▶

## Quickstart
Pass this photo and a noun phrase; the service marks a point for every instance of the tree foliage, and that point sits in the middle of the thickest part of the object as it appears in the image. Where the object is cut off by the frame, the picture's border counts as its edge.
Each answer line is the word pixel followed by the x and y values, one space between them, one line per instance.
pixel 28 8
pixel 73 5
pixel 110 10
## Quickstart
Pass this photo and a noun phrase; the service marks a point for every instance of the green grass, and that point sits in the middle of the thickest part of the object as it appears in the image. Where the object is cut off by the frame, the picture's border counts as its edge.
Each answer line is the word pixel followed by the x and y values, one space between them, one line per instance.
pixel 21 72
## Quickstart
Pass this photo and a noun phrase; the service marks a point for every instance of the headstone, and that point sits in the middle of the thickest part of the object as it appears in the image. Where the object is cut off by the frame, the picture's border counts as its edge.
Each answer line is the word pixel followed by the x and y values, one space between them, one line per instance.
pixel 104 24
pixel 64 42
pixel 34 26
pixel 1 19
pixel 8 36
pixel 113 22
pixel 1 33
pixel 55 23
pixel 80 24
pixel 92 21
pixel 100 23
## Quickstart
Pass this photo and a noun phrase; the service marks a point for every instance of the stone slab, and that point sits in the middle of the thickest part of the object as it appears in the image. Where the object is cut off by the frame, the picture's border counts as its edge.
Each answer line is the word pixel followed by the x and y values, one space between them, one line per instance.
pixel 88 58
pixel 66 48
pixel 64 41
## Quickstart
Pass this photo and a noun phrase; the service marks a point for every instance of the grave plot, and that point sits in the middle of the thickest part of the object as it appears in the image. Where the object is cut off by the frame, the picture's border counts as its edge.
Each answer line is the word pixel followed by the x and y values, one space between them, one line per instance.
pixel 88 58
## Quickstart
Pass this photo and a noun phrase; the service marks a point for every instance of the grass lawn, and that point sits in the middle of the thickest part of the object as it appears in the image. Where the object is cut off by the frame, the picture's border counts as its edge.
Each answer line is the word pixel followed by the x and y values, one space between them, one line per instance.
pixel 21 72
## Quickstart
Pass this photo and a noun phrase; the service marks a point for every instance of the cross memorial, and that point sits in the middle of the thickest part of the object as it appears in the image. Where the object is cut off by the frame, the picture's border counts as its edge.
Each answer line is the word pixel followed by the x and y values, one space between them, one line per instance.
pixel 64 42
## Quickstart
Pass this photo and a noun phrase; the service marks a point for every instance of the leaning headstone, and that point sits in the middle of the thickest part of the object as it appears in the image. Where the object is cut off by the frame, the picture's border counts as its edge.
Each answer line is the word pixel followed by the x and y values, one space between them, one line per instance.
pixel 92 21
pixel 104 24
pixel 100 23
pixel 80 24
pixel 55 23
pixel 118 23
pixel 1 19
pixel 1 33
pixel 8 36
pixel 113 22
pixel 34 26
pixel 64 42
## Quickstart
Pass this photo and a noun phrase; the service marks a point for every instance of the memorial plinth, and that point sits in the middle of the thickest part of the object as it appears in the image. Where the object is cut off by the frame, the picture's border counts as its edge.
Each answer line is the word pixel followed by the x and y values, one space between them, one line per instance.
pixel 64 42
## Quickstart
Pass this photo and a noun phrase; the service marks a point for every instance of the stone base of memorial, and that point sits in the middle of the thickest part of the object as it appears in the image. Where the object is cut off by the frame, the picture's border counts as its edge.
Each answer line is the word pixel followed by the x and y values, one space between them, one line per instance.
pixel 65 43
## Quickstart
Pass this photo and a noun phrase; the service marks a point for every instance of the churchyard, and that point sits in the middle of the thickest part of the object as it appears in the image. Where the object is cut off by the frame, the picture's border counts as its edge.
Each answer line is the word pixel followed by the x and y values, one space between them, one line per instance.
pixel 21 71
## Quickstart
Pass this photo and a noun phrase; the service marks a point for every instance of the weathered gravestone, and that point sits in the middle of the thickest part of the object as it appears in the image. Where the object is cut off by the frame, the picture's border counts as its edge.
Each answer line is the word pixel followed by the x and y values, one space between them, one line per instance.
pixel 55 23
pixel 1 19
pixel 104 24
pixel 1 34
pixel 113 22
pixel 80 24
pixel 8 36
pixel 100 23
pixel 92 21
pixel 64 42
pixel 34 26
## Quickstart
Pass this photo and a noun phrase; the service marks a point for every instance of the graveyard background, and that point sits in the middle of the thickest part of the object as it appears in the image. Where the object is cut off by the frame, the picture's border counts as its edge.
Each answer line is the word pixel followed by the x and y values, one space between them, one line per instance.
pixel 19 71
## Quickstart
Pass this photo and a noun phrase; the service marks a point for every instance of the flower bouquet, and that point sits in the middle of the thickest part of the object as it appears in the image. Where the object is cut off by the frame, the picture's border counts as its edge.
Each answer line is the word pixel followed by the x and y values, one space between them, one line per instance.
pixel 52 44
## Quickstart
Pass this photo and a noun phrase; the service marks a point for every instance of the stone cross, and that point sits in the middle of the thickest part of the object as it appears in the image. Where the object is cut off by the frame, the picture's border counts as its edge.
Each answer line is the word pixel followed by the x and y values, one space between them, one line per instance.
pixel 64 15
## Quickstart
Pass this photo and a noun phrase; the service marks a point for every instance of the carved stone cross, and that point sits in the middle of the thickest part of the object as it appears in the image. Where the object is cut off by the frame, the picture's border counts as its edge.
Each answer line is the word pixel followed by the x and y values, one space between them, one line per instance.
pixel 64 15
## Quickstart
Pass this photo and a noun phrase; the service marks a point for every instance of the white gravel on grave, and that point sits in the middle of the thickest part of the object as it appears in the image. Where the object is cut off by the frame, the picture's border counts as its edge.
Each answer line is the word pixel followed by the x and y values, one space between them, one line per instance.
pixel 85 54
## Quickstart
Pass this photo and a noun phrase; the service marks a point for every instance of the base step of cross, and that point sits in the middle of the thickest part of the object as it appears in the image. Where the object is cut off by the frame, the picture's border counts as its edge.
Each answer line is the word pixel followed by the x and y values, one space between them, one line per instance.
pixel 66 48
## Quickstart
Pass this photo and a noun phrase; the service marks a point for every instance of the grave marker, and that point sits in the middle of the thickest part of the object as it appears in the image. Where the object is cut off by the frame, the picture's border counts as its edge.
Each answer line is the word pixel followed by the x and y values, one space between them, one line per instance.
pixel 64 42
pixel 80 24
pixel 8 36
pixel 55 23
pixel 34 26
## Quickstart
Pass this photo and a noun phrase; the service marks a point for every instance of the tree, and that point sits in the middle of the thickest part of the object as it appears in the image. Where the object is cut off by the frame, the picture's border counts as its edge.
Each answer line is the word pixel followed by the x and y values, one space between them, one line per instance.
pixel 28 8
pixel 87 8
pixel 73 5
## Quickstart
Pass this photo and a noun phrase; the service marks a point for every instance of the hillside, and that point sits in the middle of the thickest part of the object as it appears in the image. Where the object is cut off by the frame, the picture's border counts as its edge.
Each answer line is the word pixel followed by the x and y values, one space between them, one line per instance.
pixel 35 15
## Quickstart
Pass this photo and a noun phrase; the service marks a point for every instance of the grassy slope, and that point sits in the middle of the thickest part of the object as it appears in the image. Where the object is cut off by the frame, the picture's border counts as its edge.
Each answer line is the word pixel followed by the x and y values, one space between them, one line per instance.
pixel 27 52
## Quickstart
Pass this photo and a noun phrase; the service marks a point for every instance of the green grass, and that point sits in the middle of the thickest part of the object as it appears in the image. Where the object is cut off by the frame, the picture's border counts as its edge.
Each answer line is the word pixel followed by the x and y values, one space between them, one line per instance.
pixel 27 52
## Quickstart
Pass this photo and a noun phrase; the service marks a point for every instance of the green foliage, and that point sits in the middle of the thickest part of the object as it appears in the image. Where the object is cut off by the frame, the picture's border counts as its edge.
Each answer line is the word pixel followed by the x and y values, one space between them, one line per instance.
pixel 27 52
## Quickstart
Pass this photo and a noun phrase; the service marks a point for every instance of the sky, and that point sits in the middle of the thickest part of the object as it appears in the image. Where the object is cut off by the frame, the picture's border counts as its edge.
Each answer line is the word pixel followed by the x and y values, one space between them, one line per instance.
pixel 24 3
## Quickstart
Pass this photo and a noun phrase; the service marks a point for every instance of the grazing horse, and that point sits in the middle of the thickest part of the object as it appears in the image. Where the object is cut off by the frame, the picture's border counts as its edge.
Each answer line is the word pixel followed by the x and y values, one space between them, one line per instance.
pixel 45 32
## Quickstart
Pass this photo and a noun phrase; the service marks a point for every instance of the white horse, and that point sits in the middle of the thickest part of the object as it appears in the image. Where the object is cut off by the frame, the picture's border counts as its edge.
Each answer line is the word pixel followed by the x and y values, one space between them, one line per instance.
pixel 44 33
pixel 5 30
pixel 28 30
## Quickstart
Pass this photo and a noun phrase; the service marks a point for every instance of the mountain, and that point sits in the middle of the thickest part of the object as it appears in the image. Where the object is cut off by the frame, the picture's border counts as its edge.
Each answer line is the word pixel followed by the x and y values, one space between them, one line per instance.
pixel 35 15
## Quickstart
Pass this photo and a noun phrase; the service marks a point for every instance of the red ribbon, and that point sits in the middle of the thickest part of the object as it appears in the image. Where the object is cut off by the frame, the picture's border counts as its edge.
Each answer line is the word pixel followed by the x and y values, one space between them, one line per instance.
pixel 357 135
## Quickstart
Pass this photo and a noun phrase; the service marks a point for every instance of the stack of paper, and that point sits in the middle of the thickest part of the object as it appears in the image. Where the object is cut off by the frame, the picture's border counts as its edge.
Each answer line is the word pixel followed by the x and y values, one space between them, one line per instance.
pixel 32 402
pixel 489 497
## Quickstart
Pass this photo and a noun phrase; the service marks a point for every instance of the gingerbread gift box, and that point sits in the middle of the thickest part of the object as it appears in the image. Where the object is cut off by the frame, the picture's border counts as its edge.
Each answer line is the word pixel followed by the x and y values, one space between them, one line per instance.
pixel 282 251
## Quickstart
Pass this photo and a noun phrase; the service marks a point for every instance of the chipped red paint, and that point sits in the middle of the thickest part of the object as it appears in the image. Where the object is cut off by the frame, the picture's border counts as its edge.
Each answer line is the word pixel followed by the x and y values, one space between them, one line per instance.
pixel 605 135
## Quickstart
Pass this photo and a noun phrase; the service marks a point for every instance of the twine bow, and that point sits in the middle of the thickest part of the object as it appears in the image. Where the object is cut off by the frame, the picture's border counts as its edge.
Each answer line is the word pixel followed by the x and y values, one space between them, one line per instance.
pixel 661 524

◀

- [What is being asked] From the first line of the data above to the line containing "the headstone, and", repeat everything exactly and add nothing.

- [Problem solution]
## Quickstart
Pass this photo and a noun phrase; the service marks a point for every instance of the tree foliage, and that point sits in the middle of the thickest part of the object as it appears in the image. Where the object is cut off by the frame, the picture's border counts as its edge.
Each answer line is the word pixel followed by the x and y values, one space between them, one line per instance.
pixel 28 8
pixel 73 5
pixel 110 10
## Quickstart
Pass this photo and a noun phrase; the service marks a point for every instance of the green grass, and that point sits in the middle of the thickest part of the object as it appears in the image. Where the object is cut off by the frame, the picture's border counts as its edge.
Each answer line is the word pixel followed by the x and y values, one space between them, one line per instance.
pixel 21 72
## Quickstart
Pass this photo and a noun phrase; the service marks a point for every instance of the headstone, and that point sits in the middle of the thickest part of the object as it appears in the image. Where the object is cut off by the frame, the picture's border counts as its edge.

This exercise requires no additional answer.